![]() |
Workshop Aksara dan Suara Leluhur yang berlangsung selama dua hari, 26–27 Juli 2025, di Edotel Panrita Pitu, SMKN 7 Bone (Foto: Dok. Istimewa) |
TIMURKOTA.COM, BONE- Upaya pelestarian budaya Bugis kembali menggeliat melalui Workshop Aksara dan Suara Leluhur yang berlangsung selama dua hari, 26–27 Juli 2025, di Edotel Panrita Pitu, SMKN 7 Bone.
Kegiatan ini diinisiasi oleh Andi Amytia Resty Dwiyanti melalui program Fasilitasi Pemajuan Kebudayaan 2025 yang didukung oleh Balai Pelestarian Kebudayaan Wilayah XIX (BPKW XIX).
Workshop ini diikuti oleh puluhan mahasiswa dan siswa dari berbagai institusi pendidikan di Kabupaten Bone. Kegiatan resmi dibuka oleh Hj. Raodah, Pamong Budaya Ahli Madya dari BPKW XIX, dan turut dihadiri oleh Kepala Dinas Kebudayaan Kabupaten Bone.
Dalam sambutannya, Hj. Raodah mengungkapkan apresiasinya terhadap kegiatan ini, seraya menekankan pentingnya regenerasi dalam upaya pelestarian budaya daerah, terutama di kalangan generasi muda.
Hal senada disampaikan oleh Kepala Dinas Kebudayaan Kabupaten Bone, yang menyebut kegiatan ini sebagai “langkah konkret dalam menjaga eksistensi aksara Lontara dan tradisi lisan Bugis yang perlahan mulai ditinggalkan.”
Andi Amytia, selaku inisiator kegiatan, menyampaikan harapannya agar warisan budaya tidak hanya hidup dalam bentuk artefak fisik, namun juga terus tumbuh dan melekat di hati masyarakat.
“Melalui workshop ini, saya ingin menanamkan bahwa budaya adalah identitas, bukan sekadar peninggalan,” ungkapnya.

• DAFTAR TUGAS
**A.** Sebutkan semua pihak yang ucapan atau sambutannya dikutip dalam berita tentang Workshop Aksara dan Suara Leluhur.
**B.** Salin ulang bagian berita tentang Workshop Aksara dan Suara Leluhur tanpa mengubah apa pun, dimulai dengan "Workshop ini diikuti" dan terus sampai "Kebudayaan Kabupaten Bone.".
**C.** Teruskan berita tentang Workshop Aksara dan Suara Leluhur mulai dari sesudah kalimat terakhirnya.
Data setelah ini tidak dipakai untuk tugas apa pun.

• DATA YANG DIBERIKAN
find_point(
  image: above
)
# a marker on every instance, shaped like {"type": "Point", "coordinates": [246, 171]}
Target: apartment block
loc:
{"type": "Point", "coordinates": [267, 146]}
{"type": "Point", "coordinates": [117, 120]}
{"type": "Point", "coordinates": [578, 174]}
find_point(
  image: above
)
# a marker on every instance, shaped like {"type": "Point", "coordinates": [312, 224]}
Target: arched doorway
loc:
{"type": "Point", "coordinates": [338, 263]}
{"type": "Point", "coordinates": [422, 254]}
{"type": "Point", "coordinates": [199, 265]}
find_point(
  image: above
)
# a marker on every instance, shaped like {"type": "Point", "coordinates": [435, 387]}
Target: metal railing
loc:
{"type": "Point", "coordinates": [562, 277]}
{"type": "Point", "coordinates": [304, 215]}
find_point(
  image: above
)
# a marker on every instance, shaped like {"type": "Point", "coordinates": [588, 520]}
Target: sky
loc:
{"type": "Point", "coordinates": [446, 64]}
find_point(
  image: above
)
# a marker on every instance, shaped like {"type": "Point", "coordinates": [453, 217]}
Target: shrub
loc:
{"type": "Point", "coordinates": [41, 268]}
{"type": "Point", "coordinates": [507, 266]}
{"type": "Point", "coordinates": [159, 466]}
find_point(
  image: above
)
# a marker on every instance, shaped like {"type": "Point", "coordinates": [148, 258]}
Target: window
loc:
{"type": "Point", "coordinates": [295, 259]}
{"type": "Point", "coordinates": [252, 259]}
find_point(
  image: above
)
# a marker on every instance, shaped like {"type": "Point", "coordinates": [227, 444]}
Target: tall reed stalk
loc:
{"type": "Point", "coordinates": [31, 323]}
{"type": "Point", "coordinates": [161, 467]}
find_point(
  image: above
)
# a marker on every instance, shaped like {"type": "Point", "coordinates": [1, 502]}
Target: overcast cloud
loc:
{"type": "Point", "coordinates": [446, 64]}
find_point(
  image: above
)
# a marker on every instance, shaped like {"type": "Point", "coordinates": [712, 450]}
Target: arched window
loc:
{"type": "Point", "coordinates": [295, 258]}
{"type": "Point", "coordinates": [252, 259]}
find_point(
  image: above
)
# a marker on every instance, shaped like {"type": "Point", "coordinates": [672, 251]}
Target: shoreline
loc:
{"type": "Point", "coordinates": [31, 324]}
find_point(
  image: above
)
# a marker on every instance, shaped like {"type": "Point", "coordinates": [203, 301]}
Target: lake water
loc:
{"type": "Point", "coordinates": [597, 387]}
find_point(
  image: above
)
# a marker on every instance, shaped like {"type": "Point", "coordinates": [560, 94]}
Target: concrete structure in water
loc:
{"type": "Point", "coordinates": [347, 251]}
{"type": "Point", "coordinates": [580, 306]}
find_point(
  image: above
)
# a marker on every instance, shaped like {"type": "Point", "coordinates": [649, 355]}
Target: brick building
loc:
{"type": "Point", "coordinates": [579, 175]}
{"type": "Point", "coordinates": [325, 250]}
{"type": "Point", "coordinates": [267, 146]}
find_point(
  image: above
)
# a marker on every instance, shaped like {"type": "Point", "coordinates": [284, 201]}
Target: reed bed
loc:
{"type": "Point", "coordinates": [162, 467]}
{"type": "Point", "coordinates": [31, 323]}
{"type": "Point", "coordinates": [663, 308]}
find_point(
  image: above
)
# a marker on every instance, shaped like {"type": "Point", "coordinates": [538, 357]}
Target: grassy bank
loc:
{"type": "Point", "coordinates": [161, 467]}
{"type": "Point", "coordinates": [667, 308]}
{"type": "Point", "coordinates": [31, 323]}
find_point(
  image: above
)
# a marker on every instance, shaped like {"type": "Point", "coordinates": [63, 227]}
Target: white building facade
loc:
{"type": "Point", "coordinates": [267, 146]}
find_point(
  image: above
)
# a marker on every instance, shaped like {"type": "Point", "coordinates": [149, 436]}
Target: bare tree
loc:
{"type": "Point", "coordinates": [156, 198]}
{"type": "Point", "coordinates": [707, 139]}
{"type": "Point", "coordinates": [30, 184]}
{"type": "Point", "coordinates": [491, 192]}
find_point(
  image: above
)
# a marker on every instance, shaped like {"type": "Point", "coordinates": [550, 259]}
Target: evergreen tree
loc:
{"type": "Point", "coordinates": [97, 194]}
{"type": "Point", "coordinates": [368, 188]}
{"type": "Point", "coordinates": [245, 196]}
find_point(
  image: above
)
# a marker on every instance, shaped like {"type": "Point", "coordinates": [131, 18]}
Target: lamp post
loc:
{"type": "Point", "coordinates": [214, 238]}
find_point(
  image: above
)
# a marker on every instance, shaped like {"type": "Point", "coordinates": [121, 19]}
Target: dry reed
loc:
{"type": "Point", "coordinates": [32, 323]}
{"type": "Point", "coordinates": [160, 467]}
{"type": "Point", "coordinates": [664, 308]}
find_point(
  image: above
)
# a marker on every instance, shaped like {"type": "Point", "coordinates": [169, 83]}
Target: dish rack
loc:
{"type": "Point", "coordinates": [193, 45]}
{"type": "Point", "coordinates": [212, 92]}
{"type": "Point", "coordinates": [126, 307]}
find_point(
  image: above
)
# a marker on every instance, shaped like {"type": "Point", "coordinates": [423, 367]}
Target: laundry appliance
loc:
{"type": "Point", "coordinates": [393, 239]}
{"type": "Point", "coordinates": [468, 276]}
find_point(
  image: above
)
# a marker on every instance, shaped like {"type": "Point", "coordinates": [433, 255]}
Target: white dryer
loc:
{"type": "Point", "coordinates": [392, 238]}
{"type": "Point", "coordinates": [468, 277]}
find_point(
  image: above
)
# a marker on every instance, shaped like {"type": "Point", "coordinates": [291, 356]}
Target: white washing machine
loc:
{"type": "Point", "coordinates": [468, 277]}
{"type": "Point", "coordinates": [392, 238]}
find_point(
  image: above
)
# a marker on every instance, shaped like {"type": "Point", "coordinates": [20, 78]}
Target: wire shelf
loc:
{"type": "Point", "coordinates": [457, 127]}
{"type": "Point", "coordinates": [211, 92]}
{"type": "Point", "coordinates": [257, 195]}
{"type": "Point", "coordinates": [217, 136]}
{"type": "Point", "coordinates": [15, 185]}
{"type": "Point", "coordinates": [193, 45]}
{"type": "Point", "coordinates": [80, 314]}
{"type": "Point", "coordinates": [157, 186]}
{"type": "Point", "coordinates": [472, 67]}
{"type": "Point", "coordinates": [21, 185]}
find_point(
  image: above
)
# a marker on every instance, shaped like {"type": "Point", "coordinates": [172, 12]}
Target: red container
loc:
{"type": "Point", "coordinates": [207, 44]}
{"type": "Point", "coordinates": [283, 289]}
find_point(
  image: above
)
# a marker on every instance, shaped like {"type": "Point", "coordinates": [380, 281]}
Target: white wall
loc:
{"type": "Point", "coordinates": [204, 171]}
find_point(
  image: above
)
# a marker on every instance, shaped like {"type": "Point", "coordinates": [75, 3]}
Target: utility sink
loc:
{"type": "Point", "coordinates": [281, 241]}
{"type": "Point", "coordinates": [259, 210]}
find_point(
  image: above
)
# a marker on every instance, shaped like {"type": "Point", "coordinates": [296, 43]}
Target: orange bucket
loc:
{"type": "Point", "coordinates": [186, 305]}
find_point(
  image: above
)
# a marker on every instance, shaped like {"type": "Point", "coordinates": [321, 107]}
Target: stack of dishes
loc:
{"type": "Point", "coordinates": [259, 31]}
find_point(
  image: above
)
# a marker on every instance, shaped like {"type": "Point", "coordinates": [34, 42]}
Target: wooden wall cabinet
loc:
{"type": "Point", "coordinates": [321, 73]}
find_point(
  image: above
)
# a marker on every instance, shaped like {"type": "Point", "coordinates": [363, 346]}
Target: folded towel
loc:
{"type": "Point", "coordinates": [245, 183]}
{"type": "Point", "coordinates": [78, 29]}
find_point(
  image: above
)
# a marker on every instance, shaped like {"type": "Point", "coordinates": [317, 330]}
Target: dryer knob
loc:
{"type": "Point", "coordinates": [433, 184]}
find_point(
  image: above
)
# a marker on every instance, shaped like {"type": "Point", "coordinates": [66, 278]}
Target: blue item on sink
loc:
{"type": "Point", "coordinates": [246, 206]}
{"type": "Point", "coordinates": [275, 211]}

• JAWABAN LATIHAN
**A.**
Hj. Raodah, Pamong Budaya Ahli Madya dari BPKW XIX
Kepala Dinas Kebudayaan Kabupaten Bone
Andi Amytia Resty Dwiyanti, inisiator kegiatan

**B.**
Workshop ini diikuti oleh puluhan mahasiswa dan siswa dari berbagai institusi pendidikan di Kabupaten Bone. Kegiatan resmi dibuka oleh Hj. Raodah, Pamong Budaya Ahli Madya dari BPKW XIX, dan turut dihadiri oleh Kepala Dinas Kebudayaan Kabupaten Bone.

**C.**
Hari pertama workshop difokuskan pada pelestarian aksara Lontara, mulai dari sejarah aksara, teknik penulisan, hingga praktik membuat karya kaligrafi dan digitalisasi aksara Lontara.
Sementara hari kedua difokuskan pada tradisi lisan Bugis, dengan memperkenalkan jenis-jenis tradisi lisan, pentingnya tradisi lisan dalam konstruksi budaya Bugis, serta sesi kreatif berupa penciptaan dan perekaman karya tradisi lisan secara kolaboratif.
Antusiasme peserta tampak tinggi, terutama saat mereka terlibat langsung dalam praktik menulis aksara Lontara dan menyusun karya tradisi lisan secara berkelompok. Kegiatan ini tidak hanya menjadi ruang belajar, tetapi juga ruang aktualisasi budaya yang hidup dan relevan dengan tantangan zaman.
Melalui kegiatan ini, diharapkan semangat pelestarian budaya tidak berhenti di ruang workshop, namun terus menjalar ke ruang-ruang publik lainnya, meneguhkan kembali identitas dan kebanggaan sebagai bagian dari kebudayaan Bugis. (*)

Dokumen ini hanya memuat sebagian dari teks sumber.